И тоже важная история, как мне кажется. Сейчас, когда власть взялась за анархистов, считая их особо опасными экстремистами, мы наблюдаем по ходу этого дела, так называемого дела «Сети», применение настоящих пыток. И очевидно, что то, что опробывалось на Кавказе и было только на Кавказе какое-то время, теперь по отношению к так называемым экстремистам применяется уже в славянских регионах. В общем, если мы не начнем как-то форматировать Кавказ под общероссийские нормы, Кавказ переформатирует Россию не только в плане того, что какие-то банды опять будут бегать по улицам и кричать «Аллах акбар», но и силовики, которые привыкли решать проблему зачистками, будут решать проблемы зачистками и в Архангельской области, и в Калининградской области, и в Москве.

А. Норкин:

- Тогда как вам такой возможный или невозможный вариант переформатирования России – по украинскому примеру?

О. Кашин:

- По какому украинскому примеру? Потому что он многогранный и большой.

А. Норкин:

- Нам объясняют, что на Украине расцвет демократии, расцвет политических свобод, совершенно цивилизованный способ передачи власти и т.д. Господин Зеленский постоянно говорит о том, что смотрите на нас, у нас все возможно, россияне, действуйте по нашему примеру.

### Предоставленные данные
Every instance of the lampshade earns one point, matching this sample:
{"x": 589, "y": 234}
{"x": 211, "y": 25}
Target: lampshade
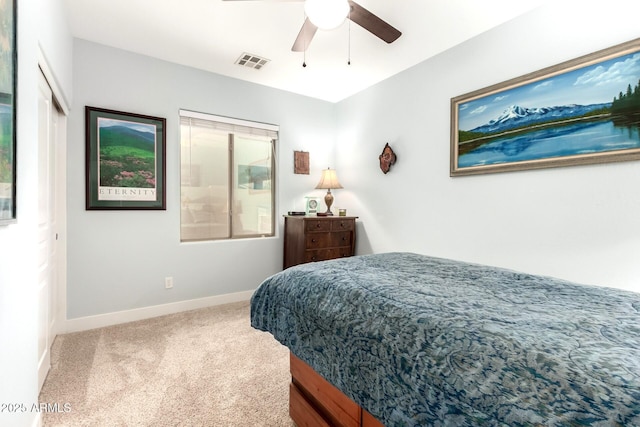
{"x": 326, "y": 14}
{"x": 329, "y": 180}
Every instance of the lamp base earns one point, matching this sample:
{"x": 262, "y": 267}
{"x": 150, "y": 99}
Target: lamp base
{"x": 328, "y": 200}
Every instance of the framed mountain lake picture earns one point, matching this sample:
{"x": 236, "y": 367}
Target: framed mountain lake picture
{"x": 8, "y": 111}
{"x": 582, "y": 111}
{"x": 125, "y": 160}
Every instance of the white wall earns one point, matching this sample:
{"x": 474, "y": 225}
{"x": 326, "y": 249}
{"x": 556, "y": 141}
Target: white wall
{"x": 576, "y": 223}
{"x": 118, "y": 259}
{"x": 18, "y": 268}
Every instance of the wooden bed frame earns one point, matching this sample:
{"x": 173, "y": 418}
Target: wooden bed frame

### Задание
Продолжите беседу о Кавказе, начав сразу после ее последней реплики. Приведенные пункты не имеют отношения к беседе о Кавказе.

### Результат задания
О. Кашин:

- Если говорить о передачи власти от Порошенко Зеленскому, а чем она не цивилизованная? Прошли нормально выборы в два тура, президент не стал сопротивляться. Если вы имеете в виду майдан, лично для меня, который хотел для России какой-то смены власти вне тех механизмов, которые прописаны в законах, потому что законы так созданы, чтобы она не менялась никогда с ельцинских времен, а для меня опыт майдана, опыт Украины вообще был очень впечатляющим и изменил, скажем так, восприятие. Но это не повод говорить, что если мы хотим, чтобы в России не было гражданской войны, не было беспорядков на улицах, то ФСБ должно пытать анархистов? Нет. Выборы должны как-то подтасовываться или проводиться с админресурсом? Нет. В прессе должна быть цензура? Нет. Две крайности, они всегда опасны. Всегда мир более разноцветный, и плохо, когда выстраивается такая альтернатива: либо кровь на улицах, либо кровь в застенках. Наверное, что-то еще есть.

Ю. Норкина:

- А что еще есть?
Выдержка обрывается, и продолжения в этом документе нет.